▶ **Given passage**:
RNA-mediated ecological adaptation is not evolution

By: James V. Kohl | Published on: September 14, 2014

Prehistoric Critters Change View of Mammal Evolution

Three extinct squirrel-like species were identified from Jurassic-era fossils in China.

By Molly Sharlach | September 12, 2014

Excerpt 1): “The fossils suggest that the slender animals spent time in trees, and had hands and feet adapted for grabbing branches. Their resemblance to present-day squirrels is a result of convergent evolution, as they belong to a lineage that diverged from that of modern mammals long ago.”

My comment: Resemblance in the fossil record is meaningless, and not sufficient to attribute to convergent evolution or to estimate the time that different lineages diverged.

Excerpt 2) “Their similarity to older fossils in the group Haramiyida suggests that mammals arose more than 200 million years ago, during the Late Triassic.”
My comment to The Scientist:
Everything known about RNA-mediated events suggests and then shows via experimental evidence that ecological variation leads to ecological adaptations more quickly than neo-Darwinian theories suggest occurs via mutations and natural selection.

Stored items
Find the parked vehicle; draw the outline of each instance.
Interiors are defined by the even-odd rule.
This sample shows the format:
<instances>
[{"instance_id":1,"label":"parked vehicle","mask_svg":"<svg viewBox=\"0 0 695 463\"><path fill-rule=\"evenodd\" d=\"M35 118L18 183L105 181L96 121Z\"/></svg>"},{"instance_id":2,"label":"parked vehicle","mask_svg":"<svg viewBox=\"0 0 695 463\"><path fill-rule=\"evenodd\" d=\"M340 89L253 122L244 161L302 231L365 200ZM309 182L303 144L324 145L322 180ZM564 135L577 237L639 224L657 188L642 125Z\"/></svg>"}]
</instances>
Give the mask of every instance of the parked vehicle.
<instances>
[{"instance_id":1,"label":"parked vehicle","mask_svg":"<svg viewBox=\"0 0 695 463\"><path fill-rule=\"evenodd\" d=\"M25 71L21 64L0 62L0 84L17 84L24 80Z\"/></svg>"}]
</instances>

▶ **Task requirements**: According to the blog post on mammal evolution, in what country were the Jurassic-era fossils of the three extinct squirrel-like species found? The records are separate material, unrelated to the text.

▶ **Completed task**: They were found in China.